### Given request
Reproduce the listing below, swapping every instance of "Caption says" for "Description states" and leaving all else unchanged. Omit the pictures from your answer.

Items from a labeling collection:
+ + + +
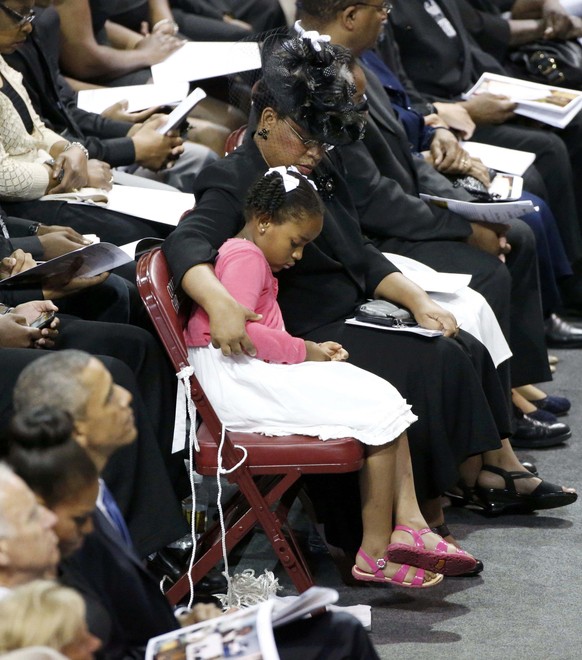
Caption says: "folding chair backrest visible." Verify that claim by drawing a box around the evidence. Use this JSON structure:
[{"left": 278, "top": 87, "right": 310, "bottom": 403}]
[{"left": 137, "top": 248, "right": 191, "bottom": 373}]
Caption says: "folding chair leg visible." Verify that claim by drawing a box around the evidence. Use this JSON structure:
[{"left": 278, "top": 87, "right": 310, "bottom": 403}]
[{"left": 166, "top": 468, "right": 314, "bottom": 604}]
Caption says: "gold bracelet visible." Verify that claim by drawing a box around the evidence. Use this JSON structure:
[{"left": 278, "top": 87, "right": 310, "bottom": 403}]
[{"left": 152, "top": 18, "right": 180, "bottom": 34}]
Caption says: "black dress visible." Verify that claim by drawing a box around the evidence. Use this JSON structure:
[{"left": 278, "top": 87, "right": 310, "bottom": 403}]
[{"left": 163, "top": 139, "right": 510, "bottom": 510}]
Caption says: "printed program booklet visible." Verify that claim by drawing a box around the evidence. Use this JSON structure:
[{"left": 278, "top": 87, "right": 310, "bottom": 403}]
[
  {"left": 145, "top": 586, "right": 338, "bottom": 660},
  {"left": 0, "top": 243, "right": 132, "bottom": 287},
  {"left": 463, "top": 73, "right": 582, "bottom": 128}
]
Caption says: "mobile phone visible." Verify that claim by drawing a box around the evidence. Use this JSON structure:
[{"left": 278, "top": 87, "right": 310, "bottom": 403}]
[{"left": 30, "top": 312, "right": 56, "bottom": 330}]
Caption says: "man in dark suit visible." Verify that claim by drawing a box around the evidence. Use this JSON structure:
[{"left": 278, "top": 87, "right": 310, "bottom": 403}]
[
  {"left": 5, "top": 342, "right": 187, "bottom": 557},
  {"left": 6, "top": 7, "right": 217, "bottom": 192},
  {"left": 388, "top": 0, "right": 582, "bottom": 264},
  {"left": 9, "top": 351, "right": 384, "bottom": 660},
  {"left": 299, "top": 0, "right": 572, "bottom": 384}
]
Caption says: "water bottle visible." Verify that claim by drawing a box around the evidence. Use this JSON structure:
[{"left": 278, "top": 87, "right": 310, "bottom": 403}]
[{"left": 182, "top": 472, "right": 209, "bottom": 538}]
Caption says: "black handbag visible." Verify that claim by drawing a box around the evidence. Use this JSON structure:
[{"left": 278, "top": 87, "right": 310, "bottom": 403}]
[
  {"left": 509, "top": 41, "right": 582, "bottom": 89},
  {"left": 356, "top": 300, "right": 418, "bottom": 327},
  {"left": 445, "top": 169, "right": 499, "bottom": 202}
]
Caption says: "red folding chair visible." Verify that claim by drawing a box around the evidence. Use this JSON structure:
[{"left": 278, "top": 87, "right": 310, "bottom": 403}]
[{"left": 137, "top": 248, "right": 363, "bottom": 604}]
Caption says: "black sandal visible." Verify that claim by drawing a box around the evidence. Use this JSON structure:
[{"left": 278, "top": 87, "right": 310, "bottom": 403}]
[
  {"left": 474, "top": 465, "right": 578, "bottom": 513},
  {"left": 445, "top": 479, "right": 505, "bottom": 516}
]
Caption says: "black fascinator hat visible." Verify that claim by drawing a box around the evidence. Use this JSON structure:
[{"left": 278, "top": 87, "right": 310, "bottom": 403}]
+ + + +
### Written answer
Description states: "folding chair backrest visible." Verify that claim by drawing a box around the evidence. Use this JSON structure:
[{"left": 278, "top": 87, "right": 310, "bottom": 403}]
[{"left": 137, "top": 248, "right": 191, "bottom": 373}]
Description states: "folding chair leg visible." Verify that claim by drawing a box around the evidence. Use this JSON structure:
[{"left": 278, "top": 87, "right": 310, "bottom": 403}]
[{"left": 166, "top": 468, "right": 314, "bottom": 604}]
Description states: "gold bracelet visible." Verify that claim by drawing a box around the evidence. Use this JSON structure:
[{"left": 278, "top": 87, "right": 310, "bottom": 403}]
[{"left": 152, "top": 18, "right": 180, "bottom": 34}]
Description states: "black dress visible." Verify that claim by drawing a box around the evidence. Use this JSON structure:
[{"left": 278, "top": 87, "right": 310, "bottom": 403}]
[{"left": 163, "top": 139, "right": 510, "bottom": 510}]
Description states: "printed program booklet visible." Verify that claim by drawing a box around the evidence. Use this JSON structure:
[{"left": 278, "top": 87, "right": 310, "bottom": 403}]
[
  {"left": 145, "top": 586, "right": 338, "bottom": 660},
  {"left": 0, "top": 243, "right": 132, "bottom": 287},
  {"left": 463, "top": 73, "right": 582, "bottom": 128}
]
Description states: "mobile phone visible." Verify that claim by drawing a box around the evidence. Use this JSON structure:
[{"left": 278, "top": 87, "right": 310, "bottom": 403}]
[{"left": 30, "top": 312, "right": 56, "bottom": 330}]
Description states: "man in dark suit visible." Verify that claim by drawing a box around the evidence. Use this JSON structure:
[{"left": 278, "top": 87, "right": 310, "bottom": 403}]
[
  {"left": 5, "top": 342, "right": 187, "bottom": 557},
  {"left": 6, "top": 7, "right": 217, "bottom": 192},
  {"left": 388, "top": 0, "right": 582, "bottom": 264},
  {"left": 9, "top": 351, "right": 384, "bottom": 660},
  {"left": 299, "top": 0, "right": 572, "bottom": 384}
]
Description states: "water bottle visible." Verify that claim by drawing a box around the evidence. Use this JSON structure:
[{"left": 278, "top": 87, "right": 310, "bottom": 403}]
[{"left": 182, "top": 472, "right": 209, "bottom": 538}]
Description states: "black handbag visible." Verify that claim by drawing a box around the evidence. Use this JSON structure:
[{"left": 278, "top": 87, "right": 310, "bottom": 403}]
[
  {"left": 509, "top": 41, "right": 582, "bottom": 89},
  {"left": 356, "top": 300, "right": 418, "bottom": 327},
  {"left": 445, "top": 169, "right": 499, "bottom": 202}
]
Description states: "red folding chair visible." Verify that claim by drawing a box around the evidence. Use this JSON structure:
[{"left": 278, "top": 87, "right": 310, "bottom": 403}]
[{"left": 137, "top": 248, "right": 363, "bottom": 604}]
Description states: "black sandal visible." Verify that claim by drawing a box around the evidence. Use this JSON structure:
[{"left": 278, "top": 87, "right": 310, "bottom": 403}]
[
  {"left": 474, "top": 465, "right": 578, "bottom": 513},
  {"left": 445, "top": 479, "right": 505, "bottom": 516}
]
Description states: "black fascinator hat visible." Verify that claim by drawing a box around the evidence. Use this JSON structure:
[{"left": 278, "top": 87, "right": 310, "bottom": 403}]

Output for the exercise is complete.